Exercises
1. According to the passage on the Rijndael algorithm, who designed it?
2. Carry on the passage about the Rijndael algorithm, picking up after its final sentence.

Rijndael (pronounced rain-dahl) is the algorithm that has been selected by the U.S. National Institute of Standards and Technology (NIST) as the candidate for the Advanced Encryption Standard (AES). It was selected from a list of five finalists, that were themselves selected from an original list of more than 15 submissions. Rijndael will begin to supplant the Data Encryption Standard (DES) - and later Triple DES - over the next few years in many cryptography applications. The algorithm was designed by two Belgian cryptologists, Vincent Rijmen and Joan Daemen, whose surnames are reflected in the cipher's name. Rijndael has its origins in Square, an earlier collaboration between the two cryptologists.

The Rijndael algorithm is a new generation symmetric block cipher that supports key sizes of 128, 192 and 256 bits, with data handled in 128-bit blocks - however, in excess of AES design criteria, the block sizes can mirror those of the keys. Rijndael uses a variable number of rounds, depending on key/block sizes, as follows:

9 rounds if the key/block size is 128 bits

11 rounds if the key/block size is 192 bits

13 rounds if the key/block size is 256 bits

Rijndael is a substitution linear transformation cipher, not requiring a Feistel network. It use triple discreet invertible uniform transformations (layers). Specifically, these are: Linear Mix Transform; Non-linear Transform and Key Addition Transform. Even before the first round, a simple key addition layer is performed, which adds to security. Thereafter, there are Nr-1 rounds and then the final round. The transformations form a State when started but before completion of the entire process.

The State can be thought of as an array, structured with 4 rows and the column number being the block length divided by bit length (for example, divided by 32). The cipher key similarly is an array with 4 rows, but the key length divided by 32 to give the number of columns. The blocks can be interpreted as unidimensional arrays of 4-byte vectors.

The exact transformations occur as follows: the byte subtransformation is nonlinear and operates on each of the State bytes independently - the invertible S-box (substitution table) is made up of 2 transformations. The shiftrow transformation sees the State shifted over variable offsets. The shift offset values are dependent on the block length of the State. The mixcolumn transformation sees the State columns take on polynomial characteristics over a Galois Field values (28), multiplied x4 + 1 (modulo) with a fixed polynomial. Finally, the roundkey transform is XORed to the State. The key schedule helps the cipher key determine the round keys through key expansion and round selection.

Records provided
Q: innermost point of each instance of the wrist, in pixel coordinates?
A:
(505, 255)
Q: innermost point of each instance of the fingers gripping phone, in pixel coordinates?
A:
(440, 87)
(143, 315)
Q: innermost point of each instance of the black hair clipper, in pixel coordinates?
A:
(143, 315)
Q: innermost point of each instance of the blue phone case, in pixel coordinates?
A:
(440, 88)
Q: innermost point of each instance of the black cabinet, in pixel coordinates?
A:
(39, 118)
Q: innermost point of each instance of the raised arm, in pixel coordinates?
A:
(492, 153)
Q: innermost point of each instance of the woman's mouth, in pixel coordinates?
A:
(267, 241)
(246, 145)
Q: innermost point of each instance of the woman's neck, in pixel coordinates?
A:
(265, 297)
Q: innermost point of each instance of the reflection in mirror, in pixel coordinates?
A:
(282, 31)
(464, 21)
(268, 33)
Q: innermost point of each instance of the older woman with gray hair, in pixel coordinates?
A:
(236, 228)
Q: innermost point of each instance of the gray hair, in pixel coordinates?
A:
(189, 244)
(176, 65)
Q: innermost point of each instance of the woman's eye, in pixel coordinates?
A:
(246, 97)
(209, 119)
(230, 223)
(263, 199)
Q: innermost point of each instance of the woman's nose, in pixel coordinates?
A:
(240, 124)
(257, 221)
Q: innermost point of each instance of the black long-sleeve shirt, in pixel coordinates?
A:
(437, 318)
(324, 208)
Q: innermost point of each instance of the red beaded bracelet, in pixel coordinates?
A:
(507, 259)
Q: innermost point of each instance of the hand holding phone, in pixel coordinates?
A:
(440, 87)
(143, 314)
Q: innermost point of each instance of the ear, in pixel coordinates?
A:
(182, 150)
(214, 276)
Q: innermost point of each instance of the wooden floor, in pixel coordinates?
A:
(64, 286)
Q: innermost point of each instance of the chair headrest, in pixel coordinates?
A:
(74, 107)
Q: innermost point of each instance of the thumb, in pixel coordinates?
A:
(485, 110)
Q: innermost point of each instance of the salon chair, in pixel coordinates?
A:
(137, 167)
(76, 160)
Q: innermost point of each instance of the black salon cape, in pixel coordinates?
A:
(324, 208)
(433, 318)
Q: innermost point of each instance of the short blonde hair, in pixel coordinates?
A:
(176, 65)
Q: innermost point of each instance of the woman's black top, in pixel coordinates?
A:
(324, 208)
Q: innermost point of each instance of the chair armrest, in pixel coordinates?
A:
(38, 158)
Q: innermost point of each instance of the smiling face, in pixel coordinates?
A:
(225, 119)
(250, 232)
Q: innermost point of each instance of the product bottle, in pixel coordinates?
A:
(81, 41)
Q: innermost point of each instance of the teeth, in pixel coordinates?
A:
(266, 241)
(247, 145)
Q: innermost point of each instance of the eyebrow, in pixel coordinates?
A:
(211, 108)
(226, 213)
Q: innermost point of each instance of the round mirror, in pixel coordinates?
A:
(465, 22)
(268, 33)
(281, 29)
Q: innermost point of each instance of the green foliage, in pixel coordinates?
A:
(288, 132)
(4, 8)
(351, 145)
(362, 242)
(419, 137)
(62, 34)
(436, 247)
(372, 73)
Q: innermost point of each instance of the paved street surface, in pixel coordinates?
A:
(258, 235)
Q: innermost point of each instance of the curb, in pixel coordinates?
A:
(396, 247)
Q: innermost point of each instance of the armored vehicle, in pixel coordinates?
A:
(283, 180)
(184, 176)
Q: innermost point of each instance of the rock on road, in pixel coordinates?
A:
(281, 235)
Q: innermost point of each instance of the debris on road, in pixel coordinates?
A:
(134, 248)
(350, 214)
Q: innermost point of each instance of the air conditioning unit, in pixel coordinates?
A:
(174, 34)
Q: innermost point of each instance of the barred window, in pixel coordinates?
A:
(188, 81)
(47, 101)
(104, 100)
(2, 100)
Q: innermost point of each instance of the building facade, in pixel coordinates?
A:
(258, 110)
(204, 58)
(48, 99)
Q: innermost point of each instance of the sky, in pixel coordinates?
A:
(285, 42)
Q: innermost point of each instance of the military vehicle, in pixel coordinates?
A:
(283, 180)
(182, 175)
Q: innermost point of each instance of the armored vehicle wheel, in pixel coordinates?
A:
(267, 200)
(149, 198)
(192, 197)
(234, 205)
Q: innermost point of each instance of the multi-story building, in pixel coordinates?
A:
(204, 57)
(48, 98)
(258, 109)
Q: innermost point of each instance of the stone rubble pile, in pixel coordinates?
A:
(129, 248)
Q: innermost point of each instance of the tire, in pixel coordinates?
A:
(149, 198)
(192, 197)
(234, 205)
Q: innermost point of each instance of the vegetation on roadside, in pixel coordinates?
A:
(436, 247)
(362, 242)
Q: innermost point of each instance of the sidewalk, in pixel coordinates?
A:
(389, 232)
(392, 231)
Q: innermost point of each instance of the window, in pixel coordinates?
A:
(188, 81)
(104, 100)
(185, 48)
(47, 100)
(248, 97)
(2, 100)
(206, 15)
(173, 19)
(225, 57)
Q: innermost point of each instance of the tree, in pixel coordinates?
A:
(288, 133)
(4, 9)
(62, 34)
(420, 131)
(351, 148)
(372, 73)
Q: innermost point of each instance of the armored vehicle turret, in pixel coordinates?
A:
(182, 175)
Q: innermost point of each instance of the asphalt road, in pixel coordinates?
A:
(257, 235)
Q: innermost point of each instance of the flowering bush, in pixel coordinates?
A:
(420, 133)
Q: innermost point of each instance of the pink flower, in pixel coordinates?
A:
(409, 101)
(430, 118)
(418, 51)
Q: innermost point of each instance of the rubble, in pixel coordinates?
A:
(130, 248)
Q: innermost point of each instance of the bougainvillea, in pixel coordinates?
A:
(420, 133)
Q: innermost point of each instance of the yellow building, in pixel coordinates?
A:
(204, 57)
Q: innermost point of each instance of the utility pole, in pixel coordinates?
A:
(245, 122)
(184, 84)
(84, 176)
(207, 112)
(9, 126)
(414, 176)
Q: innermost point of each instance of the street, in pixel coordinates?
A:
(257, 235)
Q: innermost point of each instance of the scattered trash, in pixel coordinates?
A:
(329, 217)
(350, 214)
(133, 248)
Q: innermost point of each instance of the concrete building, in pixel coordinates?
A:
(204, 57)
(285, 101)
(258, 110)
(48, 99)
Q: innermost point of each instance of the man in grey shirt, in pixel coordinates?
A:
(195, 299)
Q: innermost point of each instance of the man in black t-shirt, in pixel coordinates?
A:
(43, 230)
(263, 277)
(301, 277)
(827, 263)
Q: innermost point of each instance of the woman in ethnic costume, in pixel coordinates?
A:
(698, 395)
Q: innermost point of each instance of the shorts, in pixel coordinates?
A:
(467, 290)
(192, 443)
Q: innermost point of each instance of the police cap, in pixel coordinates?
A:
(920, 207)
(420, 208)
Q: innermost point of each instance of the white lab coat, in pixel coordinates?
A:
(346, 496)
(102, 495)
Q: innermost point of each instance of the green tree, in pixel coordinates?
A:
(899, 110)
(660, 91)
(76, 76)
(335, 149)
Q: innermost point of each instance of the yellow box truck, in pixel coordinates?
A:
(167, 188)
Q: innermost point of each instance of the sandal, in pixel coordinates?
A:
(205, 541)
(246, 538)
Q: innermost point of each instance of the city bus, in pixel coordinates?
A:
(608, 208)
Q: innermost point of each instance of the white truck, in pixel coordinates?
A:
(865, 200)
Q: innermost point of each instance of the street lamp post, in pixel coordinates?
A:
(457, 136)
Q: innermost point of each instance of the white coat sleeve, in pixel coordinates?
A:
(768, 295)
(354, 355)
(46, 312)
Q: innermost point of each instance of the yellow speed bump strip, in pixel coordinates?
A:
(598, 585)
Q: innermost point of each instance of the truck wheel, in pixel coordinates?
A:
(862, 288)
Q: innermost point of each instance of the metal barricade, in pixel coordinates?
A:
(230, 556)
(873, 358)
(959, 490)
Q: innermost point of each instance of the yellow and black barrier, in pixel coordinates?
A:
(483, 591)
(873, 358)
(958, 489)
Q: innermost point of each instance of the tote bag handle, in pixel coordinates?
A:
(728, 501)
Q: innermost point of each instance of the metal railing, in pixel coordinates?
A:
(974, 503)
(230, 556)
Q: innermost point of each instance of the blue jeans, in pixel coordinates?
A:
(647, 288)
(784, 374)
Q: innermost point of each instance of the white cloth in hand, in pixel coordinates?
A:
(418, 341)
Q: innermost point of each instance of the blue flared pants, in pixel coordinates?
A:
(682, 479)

Task-by-task answers
1. Two Belgian cryptologists, Vincent Rijmen and Joan Daemen.

2.
Overall, the structure of Rijndael displays a high degree of modular design, which should make modification to counter any attack developed in the future much simpler than with past algorithm designs.

Was the best choice really Rijndael?

Our Cryptography expert, Borys Pawliw comments: "The AES selection was always going to be a compromise, balancing various factors such as overall security, performance, and efficiency. As such, it was unlikely that the selection of any one algorithm would receive unanimous praise from all quarters. Rijndael's selection has been criticized by some because the algorithm does not appear to be as secure as some of the other choices.

This criticism is valid theoretically, but does not mean that data secured using this algorithm is going to be unacceptably vulnerable to attack. Although Rijndael may not have been the most secure algorithm from an academic viewpoint, defenders claim that it is more than likely secure enough for all applications in the real world and can be enhanced by simply adding more rounds. Attacks on the algorithm have succeeded only in an extremely limited environment and, while interesting from a mathematical viewpoint, appear to have little consequence in the real world."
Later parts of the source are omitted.